• **EXERCISE DETAILS**:
List every line of the records that contains the word "gold".

• **DATA FOR THIS EXERCISE**:
★ ★ ★ ★ ★

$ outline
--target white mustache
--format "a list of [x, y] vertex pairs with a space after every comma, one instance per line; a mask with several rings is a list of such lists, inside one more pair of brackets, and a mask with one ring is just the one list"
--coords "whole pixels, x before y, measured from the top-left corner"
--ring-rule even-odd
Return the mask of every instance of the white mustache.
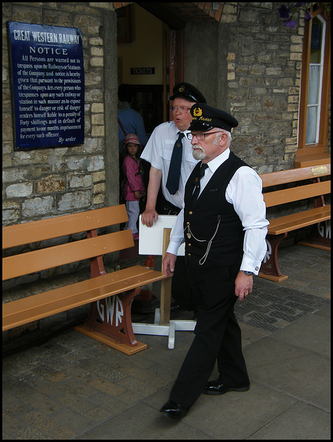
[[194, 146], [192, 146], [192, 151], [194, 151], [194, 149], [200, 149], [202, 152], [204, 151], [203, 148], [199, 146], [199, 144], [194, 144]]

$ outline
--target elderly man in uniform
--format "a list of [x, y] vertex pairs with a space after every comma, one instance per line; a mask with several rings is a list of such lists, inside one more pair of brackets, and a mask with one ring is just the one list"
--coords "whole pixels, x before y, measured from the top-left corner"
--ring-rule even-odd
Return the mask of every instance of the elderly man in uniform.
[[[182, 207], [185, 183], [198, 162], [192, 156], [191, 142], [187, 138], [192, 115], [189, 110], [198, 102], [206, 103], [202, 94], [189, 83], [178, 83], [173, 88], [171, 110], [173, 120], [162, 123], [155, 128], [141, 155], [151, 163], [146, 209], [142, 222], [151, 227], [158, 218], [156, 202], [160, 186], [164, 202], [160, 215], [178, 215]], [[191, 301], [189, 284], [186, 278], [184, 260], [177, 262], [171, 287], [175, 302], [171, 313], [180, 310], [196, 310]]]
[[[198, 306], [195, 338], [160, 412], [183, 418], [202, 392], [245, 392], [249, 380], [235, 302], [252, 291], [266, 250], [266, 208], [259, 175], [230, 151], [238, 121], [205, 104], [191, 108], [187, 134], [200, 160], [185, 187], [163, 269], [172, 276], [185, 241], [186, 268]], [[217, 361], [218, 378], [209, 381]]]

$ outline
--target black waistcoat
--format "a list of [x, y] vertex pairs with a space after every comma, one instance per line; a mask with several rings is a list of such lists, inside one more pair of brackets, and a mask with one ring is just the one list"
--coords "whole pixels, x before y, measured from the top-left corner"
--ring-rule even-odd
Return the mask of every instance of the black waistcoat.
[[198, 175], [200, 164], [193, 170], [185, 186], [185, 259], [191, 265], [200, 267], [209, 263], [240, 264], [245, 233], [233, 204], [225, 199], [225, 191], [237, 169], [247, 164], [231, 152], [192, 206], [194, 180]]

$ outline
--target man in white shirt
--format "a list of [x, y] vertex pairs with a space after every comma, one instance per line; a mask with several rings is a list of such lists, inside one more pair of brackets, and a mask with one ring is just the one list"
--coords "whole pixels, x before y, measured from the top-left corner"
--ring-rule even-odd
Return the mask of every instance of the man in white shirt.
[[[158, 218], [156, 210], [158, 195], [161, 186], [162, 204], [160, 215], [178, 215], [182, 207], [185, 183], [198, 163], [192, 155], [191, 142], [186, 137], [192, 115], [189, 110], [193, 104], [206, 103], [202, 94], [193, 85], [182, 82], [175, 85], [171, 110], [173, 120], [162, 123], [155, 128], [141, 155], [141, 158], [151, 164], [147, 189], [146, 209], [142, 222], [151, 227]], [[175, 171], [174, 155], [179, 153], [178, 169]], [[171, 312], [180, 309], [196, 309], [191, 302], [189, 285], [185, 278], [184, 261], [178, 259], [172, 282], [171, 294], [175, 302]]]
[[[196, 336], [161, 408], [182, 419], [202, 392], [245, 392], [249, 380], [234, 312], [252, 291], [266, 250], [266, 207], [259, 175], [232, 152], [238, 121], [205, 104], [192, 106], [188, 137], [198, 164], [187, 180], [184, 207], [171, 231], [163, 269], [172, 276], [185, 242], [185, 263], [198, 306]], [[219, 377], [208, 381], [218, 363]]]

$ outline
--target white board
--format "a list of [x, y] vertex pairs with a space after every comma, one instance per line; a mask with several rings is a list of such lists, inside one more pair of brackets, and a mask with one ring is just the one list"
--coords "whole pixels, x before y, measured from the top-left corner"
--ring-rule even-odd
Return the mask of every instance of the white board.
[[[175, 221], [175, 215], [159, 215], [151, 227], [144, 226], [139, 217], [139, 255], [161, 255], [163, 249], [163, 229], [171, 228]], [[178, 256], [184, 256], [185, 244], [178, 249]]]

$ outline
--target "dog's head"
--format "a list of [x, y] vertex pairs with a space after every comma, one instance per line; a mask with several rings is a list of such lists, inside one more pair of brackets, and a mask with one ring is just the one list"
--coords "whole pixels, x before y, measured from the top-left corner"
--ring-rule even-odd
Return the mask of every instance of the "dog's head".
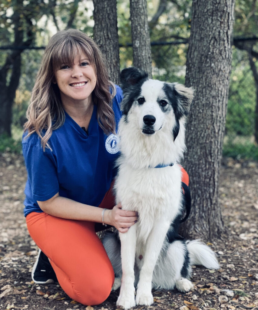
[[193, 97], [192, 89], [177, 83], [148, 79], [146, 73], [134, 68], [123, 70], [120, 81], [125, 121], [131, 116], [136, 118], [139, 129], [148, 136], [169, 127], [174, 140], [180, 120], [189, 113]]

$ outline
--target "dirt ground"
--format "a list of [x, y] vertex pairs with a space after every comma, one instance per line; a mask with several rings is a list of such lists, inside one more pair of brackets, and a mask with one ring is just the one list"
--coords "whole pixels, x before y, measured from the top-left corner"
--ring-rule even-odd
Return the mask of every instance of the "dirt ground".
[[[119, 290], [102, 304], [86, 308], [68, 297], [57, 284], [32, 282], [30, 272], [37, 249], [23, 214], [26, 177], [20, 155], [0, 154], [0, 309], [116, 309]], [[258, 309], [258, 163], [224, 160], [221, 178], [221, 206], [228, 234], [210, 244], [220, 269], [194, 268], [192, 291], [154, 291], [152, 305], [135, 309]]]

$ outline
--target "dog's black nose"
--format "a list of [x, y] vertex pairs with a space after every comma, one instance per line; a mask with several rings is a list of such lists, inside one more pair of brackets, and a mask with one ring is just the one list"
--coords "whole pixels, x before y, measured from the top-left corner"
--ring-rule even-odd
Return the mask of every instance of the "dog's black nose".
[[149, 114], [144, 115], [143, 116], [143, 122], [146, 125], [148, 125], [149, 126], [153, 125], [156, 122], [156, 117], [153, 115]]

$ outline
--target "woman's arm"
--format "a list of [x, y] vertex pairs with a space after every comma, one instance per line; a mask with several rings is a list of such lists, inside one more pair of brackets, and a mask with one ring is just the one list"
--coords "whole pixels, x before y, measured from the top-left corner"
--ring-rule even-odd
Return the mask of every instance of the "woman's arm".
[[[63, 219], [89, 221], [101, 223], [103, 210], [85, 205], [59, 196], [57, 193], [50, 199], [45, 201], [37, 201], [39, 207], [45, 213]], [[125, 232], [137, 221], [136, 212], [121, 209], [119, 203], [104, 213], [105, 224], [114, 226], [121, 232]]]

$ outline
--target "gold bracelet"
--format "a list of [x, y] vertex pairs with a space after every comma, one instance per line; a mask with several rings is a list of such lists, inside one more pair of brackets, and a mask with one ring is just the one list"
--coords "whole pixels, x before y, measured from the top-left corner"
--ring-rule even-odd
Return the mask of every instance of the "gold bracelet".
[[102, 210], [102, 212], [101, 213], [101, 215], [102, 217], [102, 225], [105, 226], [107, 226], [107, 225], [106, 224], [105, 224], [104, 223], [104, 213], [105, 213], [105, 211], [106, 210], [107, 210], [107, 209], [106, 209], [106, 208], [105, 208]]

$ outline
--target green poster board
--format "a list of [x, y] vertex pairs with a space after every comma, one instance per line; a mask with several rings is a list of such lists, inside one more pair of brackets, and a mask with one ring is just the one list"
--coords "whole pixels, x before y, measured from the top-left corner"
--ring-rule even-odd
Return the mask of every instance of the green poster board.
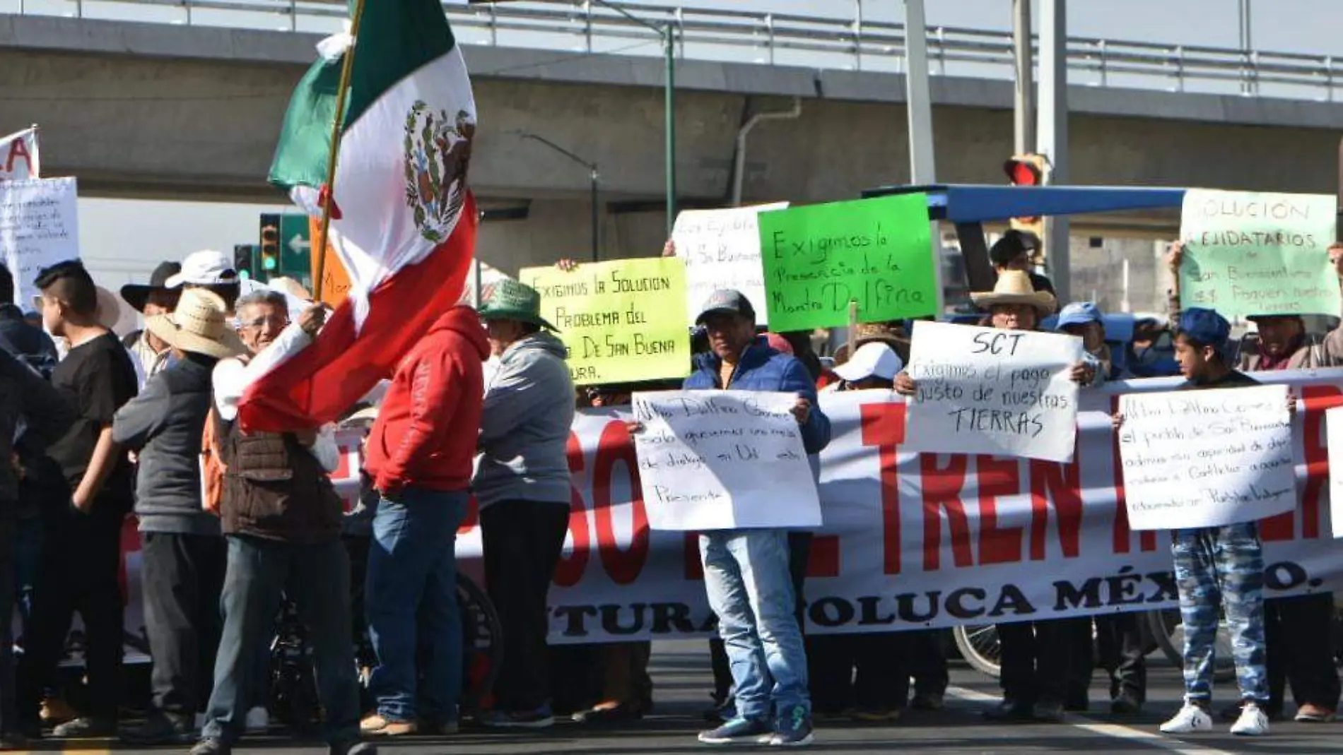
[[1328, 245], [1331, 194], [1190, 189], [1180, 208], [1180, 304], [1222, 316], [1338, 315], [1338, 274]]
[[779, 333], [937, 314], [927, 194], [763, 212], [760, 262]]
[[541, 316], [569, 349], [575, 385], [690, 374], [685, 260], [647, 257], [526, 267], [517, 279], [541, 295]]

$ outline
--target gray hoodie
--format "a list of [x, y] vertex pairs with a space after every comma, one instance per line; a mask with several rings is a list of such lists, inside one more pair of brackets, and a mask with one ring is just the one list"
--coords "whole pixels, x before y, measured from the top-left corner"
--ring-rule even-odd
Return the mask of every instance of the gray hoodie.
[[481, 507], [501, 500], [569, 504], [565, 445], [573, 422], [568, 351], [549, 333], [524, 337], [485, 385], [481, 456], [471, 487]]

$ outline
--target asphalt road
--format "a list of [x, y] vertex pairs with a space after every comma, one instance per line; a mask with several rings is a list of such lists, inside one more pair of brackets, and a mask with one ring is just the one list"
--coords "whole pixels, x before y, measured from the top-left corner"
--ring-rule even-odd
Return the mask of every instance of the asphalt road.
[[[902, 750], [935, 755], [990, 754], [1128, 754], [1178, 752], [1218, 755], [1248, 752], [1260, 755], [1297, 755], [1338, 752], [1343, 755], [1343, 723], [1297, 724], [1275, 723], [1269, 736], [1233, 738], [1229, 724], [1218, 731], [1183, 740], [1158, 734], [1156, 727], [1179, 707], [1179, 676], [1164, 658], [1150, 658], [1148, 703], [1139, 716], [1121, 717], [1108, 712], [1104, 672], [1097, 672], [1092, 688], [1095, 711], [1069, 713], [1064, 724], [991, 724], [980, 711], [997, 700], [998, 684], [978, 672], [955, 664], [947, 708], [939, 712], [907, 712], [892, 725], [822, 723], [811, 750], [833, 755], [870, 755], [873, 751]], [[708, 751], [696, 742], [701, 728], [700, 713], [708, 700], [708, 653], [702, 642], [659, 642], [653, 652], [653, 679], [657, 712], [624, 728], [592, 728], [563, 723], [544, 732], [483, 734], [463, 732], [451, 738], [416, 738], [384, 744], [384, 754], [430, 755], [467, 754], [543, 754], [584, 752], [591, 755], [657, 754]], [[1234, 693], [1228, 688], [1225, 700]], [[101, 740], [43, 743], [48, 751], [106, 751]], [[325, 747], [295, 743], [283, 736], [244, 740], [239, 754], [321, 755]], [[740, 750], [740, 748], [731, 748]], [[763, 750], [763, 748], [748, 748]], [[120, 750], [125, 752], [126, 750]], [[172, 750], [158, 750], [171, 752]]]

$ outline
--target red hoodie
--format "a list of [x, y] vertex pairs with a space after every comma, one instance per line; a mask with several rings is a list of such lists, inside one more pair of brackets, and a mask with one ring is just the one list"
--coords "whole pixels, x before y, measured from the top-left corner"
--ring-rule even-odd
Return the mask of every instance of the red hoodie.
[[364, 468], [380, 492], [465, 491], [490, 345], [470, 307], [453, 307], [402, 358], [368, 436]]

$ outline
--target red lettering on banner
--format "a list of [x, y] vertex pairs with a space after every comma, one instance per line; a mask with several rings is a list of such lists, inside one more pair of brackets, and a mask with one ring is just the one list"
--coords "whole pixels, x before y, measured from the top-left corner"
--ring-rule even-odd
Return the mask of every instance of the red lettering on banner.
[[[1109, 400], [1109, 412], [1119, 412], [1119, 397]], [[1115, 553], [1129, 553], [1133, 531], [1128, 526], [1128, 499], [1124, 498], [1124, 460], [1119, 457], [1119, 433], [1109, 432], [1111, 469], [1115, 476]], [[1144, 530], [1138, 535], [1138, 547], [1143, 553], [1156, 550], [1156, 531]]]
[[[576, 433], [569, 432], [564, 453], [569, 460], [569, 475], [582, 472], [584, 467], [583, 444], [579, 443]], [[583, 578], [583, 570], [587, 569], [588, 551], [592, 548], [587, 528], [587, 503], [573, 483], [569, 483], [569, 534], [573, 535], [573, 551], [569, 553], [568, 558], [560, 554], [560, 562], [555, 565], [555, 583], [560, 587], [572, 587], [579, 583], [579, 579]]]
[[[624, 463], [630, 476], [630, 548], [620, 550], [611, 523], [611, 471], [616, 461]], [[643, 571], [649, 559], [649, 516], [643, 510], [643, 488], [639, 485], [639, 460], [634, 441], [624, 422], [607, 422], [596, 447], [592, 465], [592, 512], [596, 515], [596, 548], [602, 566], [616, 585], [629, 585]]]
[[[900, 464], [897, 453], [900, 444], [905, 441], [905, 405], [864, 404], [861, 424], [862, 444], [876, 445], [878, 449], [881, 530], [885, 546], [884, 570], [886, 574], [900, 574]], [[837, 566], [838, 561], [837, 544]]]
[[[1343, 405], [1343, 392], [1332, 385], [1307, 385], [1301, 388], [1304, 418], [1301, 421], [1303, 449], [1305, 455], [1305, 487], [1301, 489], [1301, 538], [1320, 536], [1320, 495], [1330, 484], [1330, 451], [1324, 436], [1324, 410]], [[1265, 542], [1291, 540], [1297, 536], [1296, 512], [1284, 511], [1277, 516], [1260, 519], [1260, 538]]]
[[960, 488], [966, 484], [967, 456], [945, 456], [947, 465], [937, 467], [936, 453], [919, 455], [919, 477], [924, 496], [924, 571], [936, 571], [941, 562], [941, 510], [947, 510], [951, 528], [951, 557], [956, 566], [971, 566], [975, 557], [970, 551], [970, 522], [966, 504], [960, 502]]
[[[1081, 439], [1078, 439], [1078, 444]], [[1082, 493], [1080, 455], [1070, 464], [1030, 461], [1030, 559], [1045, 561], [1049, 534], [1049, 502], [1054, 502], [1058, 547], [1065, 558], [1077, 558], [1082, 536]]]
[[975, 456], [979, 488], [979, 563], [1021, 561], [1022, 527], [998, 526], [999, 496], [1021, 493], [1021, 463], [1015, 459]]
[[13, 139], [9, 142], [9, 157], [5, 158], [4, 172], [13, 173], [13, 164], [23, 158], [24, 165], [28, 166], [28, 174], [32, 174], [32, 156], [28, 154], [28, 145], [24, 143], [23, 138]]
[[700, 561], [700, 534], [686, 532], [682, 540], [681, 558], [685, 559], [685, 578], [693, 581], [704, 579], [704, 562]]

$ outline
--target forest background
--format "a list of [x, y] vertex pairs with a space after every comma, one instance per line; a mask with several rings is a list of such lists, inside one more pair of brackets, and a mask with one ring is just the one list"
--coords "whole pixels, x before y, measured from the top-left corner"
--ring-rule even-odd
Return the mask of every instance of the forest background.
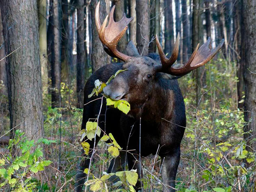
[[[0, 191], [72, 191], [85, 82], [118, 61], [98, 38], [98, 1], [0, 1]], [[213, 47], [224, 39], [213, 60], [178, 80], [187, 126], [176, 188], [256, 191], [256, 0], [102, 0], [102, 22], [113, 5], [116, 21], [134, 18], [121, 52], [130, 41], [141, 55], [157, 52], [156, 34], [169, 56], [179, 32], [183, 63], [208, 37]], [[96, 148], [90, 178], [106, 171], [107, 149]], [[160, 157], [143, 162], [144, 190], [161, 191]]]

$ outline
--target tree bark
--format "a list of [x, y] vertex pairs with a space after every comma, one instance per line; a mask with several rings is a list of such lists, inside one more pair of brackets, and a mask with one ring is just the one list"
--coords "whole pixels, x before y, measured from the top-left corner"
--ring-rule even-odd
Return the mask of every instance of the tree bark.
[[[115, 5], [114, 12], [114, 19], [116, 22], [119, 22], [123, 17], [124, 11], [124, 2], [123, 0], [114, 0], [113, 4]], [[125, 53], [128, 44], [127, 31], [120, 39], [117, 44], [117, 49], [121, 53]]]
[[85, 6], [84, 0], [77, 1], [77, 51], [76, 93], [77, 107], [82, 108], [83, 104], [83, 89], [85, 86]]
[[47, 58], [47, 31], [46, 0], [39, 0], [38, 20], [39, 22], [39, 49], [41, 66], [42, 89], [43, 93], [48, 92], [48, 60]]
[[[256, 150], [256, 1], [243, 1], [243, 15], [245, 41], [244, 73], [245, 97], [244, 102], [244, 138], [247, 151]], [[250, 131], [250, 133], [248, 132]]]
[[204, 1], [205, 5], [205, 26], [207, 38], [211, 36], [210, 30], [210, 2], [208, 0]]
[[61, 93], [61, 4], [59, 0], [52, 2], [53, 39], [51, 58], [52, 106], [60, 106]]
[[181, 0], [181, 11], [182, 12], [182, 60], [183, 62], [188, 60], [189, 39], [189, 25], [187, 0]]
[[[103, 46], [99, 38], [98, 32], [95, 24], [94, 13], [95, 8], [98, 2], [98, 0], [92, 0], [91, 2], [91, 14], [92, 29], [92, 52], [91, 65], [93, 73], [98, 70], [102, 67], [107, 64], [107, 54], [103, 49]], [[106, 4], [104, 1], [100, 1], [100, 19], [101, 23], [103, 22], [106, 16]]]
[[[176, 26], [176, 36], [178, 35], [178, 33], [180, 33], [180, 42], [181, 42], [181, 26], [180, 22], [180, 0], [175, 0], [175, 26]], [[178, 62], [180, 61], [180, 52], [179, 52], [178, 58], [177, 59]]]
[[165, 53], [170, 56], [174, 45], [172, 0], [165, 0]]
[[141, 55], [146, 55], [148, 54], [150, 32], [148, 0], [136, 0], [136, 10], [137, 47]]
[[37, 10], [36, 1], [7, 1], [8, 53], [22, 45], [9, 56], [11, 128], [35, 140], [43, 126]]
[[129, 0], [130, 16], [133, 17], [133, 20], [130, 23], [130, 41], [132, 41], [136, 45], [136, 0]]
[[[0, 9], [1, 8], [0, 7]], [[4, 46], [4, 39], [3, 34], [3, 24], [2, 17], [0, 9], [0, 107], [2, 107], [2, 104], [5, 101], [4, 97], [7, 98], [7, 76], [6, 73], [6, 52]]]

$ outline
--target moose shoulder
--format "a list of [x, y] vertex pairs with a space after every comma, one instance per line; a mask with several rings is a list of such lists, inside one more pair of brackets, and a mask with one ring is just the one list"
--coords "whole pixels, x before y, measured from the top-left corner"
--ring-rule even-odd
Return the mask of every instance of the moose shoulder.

★ ★ ★ ★ ★

• **SOLVED PROBLEM**:
--target "gold bracelet"
Return the mask of every instance of the "gold bracelet".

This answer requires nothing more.